> **CONSIGNE DE TRAVAIL 1**: Reproduisez fidèlement le passage de l'article sur l'open data, depuis « L'open data - littéralement » jusqu'à « du mercredi soir. » inclus.
> **CONSIGNE DE TRAVAIL 2**:
Répondez aux questions suivantes d'après l'article sur l'open data :
(a) En quelle année Washington a-t-il lancé data.gov, et avec combien de fichiers ?
(b) Quel pourcentage de vols à l'heure est indiqué pour le vol United Washington-New York du mercredi soir ?
(c) Combien de fichiers l'État américain a-t-il publiés sur internet ?
> **CONSIGNE DE TRAVAIL 3**: Reprenez l'article sur l'open data aux États-Unis et poursuivez-le à partir de sa dernière phrase.

> **EXTRAIT SOURCE**:
◆ ◆ ◆ ◆
WASHINGTON - La liste des visiteurs de la Maison Blanche, les
risques de retard sur chaque vol intérieur américain, ou encore la
carte des tornades: ce sont quelques-uns des 400 000 fichiers publiés
sur
internet par l'Etat américain, un des précurseurs de l'«open data».
L'open data - littéralement «données ouvertes» en français -, qui vise à publier sur
internet le maximum de données publiques possible, a seulement quelques années d'existence.
Washington n'a lancé
data.gov
qu'en 2009, avec 57 fichiers, mais près de quatre ans plus tard, le
site publie régulièrement de nouvelles données, dans un format qui
permet aux entreprises ou aux citoyens de les exploiter facilement.
Le développement de l'
open data traduit la volonté des États d'améliorer la transparence de l'action publique et d'en justifier le coût auprès des citoyens.
C'est grâce à des données - gratuites - de l'administration des
transports, que des sites aériens américains indiquent pour chaque vol,
avant l'achat, le pourcentage de vols à l'heure: 73% seulement pour le
vol United Washington-New York du mercredi soir.
Et on trouve de tout sur data.gov: les rapports d'inspection des
maisons de retraite, les évaluations de sièges auto pour enfants ou les
taux d'infections nosocomiales dans les nombreux hôpitaux publics
militaires.
La qualité prime
Mais ce n'est pas tant le volume que la qualité des données qui importent.
◆ ◆ ◆ ◆
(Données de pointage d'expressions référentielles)
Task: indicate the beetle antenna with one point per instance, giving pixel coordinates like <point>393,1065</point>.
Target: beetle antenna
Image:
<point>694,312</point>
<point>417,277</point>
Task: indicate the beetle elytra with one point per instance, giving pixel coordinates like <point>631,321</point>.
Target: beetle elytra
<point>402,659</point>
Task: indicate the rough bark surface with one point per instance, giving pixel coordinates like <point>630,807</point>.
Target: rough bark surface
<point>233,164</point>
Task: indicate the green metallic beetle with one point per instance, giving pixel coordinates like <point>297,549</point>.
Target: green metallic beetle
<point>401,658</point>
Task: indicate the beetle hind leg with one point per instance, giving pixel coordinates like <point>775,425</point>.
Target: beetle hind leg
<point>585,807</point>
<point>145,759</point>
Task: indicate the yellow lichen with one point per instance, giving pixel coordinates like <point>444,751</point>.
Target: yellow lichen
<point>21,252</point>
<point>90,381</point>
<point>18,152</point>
◆ ◆ ◆ ◆
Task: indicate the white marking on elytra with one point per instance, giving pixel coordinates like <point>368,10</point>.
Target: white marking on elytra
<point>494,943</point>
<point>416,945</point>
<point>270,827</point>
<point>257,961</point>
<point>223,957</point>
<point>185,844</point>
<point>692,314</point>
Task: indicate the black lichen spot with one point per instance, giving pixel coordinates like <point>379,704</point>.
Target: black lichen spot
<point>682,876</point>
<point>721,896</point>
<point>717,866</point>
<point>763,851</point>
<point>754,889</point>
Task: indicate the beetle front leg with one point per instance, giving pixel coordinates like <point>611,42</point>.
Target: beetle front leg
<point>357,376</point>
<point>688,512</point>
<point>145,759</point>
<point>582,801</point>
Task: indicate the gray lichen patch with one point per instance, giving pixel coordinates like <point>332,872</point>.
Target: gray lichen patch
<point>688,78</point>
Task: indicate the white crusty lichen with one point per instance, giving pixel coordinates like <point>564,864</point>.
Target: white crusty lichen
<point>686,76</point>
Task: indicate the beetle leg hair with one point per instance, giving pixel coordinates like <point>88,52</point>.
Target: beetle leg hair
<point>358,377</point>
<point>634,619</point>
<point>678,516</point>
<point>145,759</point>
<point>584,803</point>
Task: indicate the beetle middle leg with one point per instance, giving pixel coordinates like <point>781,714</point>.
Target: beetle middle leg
◆ ◆ ◆ ◆
> **RÉPONSE RÉDIGÉE 1**:
L'open data - littéralement «données ouvertes» en français -, qui vise à publier sur
internet le maximum de données publiques possible, a seulement quelques années d'existence.
Washington n'a lancé
data.gov
qu'en 2009, avec 57 fichiers, mais près de quatre ans plus tard, le
site publie régulièrement de nouvelles données, dans un format qui
permet aux entreprises ou aux citoyens de les exploiter facilement.
Le développement de l'
open data traduit la volonté des États d'améliorer la transparence de l'action publique et d'en justifier le coût auprès des citoyens.
C'est grâce à des données - gratuites - de l'administration des
transports, que des sites aériens américains indiquent pour chaque vol,
avant l'achat, le pourcentage de vols à l'heure: 73% seulement pour le
vol United Washington-New York du mercredi soir.

> **RÉPONSE RÉDIGÉE 2**:
(a) En 2009, avec 57 fichiers.
(b) 73 %.
(c) 400 000 fichiers.

> **RÉPONSE RÉDIGÉE 3**:
Selon le professeur James Hendler, un expert américain qui étudie l'
open data
dans le monde, les Américains, suivis des Britanniques, sont en pointe
car ils ont institutionnalisé la publication des données par les
administrations. Ils ont aussi développé des «écosystèmes»
d'entreprises et d'associations qui exploitent les données dans des
applications pour les internautes.
«C'est bien de publier les données, mais tout est vraiment plus
utile quand on crée des communautés et si on donne l'opportunité aux
gens d'intégrer les données, et si les données sont lisibles par des
machines», explique-t-il.
Trous, erreurs et zones d'ombre
Mais si les Américains sont les premiers à s'être lancés, les zones
d'ombre persistent après une période d'euphorie suivant l'élection de
Barack Obama. Au premier jour de son premier mandat, le 21 janvier
2009, le président américain signait un mémorandum ordonnant à ses
ministères une «présomption de publication» pour tous les documents, un
renversement de tendance après la présidence de George W. Bush.
«Les deux premières années ont été très créatives, très avancées»,
explique Daniel Schuman, de la Fondation Sunlight. Mais «ils ont perdu
la motivation». En cause: l'inertie ou la résistance des
administrations, qui doivent adopter de nouveaux réflexes.
«Nous avons besoin de nouvelles lois, pour institutionnaliser cela
et nous immuniser contre un changement d'humeur du prochain président»,
expliquait récemment lors d'une conférence Anne Weismann, directrice
de l'ONG CREW, qui a forcé la Maison Blanche à publier la liste de ses
visiteurs, afin d'identifier ceux qui ont l'oreille de la présidence.
Des milliers de fichiers ne sont pas à jour, contiennent des trous
ou des erreurs, pointe de son côté Josh Tauberer, un jeune entrepreneur
de l'
open data, notamment sur le site des dépenses publiques (
USASpending.gov).
Mais l'
open data n'en est qu'à ses débuts. Avec plus de 40
pays et l'arrivée de l'Inde, l'Amérique du Sud et de dizaines de villes
dans le giron de l'
open data, le nombre de fichiers en ligne
pourrait passer d'environ un million actuellement à plus de cinq
millions d'ici 2015, selon James Hendler.